**READING TEXT**
+++
Sunday, June 18, 2017

A Litany for Fathers’ Day

At our All Age Worship today, Father's Day, we gave thanks for the gifts our fathers and father-figures have given us, and thought about the gifts our Father God gives us, the knowledge of his love, and the security and confidence that gives us in the face of the challenges and sadnesses of life. 

This is the Litany I wrote for the service,which people afterwards asked me to share.

Father God we give you thanks for the gifts we have been given by our fathers and father figures

We pray for dads, grandads, stepdads, adoptive dads and foster dads,
for straight dads, gay dads and transgender dads,
for godfathers and family friends who act as dads,
for dads who are living and dads who have died.
for dads who have to be mum as well
and for mums who have to be dad.

Lord, in your mercy
Hear our prayer.

We pray for dads who are brilliant examples
and dads who aren’t
and for dads who struggle to parent at all,
for dads who are able to be present for their children
and for dads who are absent in body, mind or spirit,
for dads who are disabled themselves, or care for children will disabilities,
for dads whose children were stillborn or miscarried, 
and for those who would love to be dads but aren’t able to be.
for dads who are grieving for children who have died through illness and accident,
and for children who are grieving for their dads,
We pray especially for those who have been bereaved in the Grenfell Tower fire, and in the recent terrorist incidents in Manchester and London, and for those in our own community whose fathers have died recently.
+++
**LISTED ENTRIES**
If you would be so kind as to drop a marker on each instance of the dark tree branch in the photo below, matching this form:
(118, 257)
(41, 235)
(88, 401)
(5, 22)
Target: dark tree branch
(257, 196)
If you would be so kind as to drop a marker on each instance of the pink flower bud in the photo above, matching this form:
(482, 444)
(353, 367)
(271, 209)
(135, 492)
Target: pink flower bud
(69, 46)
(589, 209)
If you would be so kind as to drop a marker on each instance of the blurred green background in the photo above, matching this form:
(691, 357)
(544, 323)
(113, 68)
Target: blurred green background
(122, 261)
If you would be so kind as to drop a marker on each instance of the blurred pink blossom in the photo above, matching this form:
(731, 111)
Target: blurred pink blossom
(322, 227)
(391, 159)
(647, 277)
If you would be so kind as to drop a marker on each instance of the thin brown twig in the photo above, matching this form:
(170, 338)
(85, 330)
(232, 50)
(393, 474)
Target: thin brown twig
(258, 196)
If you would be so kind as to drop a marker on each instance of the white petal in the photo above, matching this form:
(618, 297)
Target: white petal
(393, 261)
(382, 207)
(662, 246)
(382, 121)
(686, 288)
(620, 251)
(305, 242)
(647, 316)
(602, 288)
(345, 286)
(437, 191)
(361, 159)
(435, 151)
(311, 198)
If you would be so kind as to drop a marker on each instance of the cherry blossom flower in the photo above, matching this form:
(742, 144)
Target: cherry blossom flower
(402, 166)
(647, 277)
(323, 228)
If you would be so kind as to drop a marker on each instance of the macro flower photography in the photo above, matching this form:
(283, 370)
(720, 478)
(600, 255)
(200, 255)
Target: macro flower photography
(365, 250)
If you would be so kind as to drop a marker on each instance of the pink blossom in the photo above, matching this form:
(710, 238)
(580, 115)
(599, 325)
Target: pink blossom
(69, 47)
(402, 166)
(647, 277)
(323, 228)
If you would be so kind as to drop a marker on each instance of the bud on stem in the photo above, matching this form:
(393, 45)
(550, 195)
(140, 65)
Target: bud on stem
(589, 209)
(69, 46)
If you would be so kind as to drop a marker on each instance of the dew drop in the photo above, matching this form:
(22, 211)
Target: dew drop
+++
**YOUR OBJECTIVE**
Continue the Father's Day litany from its final line, in the same voice and form.

**RESULT FOR THIS TASK**
Lord, in your mercy
Hear our prayer.

We pray for dads who work all the hours there are to provide for their families, and still can’t earn enough to make ends meet,
for dads who work away from home,
and for dads who can’t find work at all,
for homeless dads, 
and dads who are separated from their children in prison or psychiatric institutions, 
especially for the dads in Saltwood secure ward at Godden Green Hospital,
for dads in countries where there is acute poverty, famine and drought
for dads who try to protect their children against the bombs and the bullets in warzones, 
but sometimes aren’t able to,
for dads who care for other people’s children as teachers, social workers and doctors
for the dads who are firefighters, who this week struggled to rescue children in the Grenfell Tower fire, and who will see those children’s faces in the faces of their own children, and remember their cries for help when their own children cry out to them.

Lord, in your mercy
Hear our prayer.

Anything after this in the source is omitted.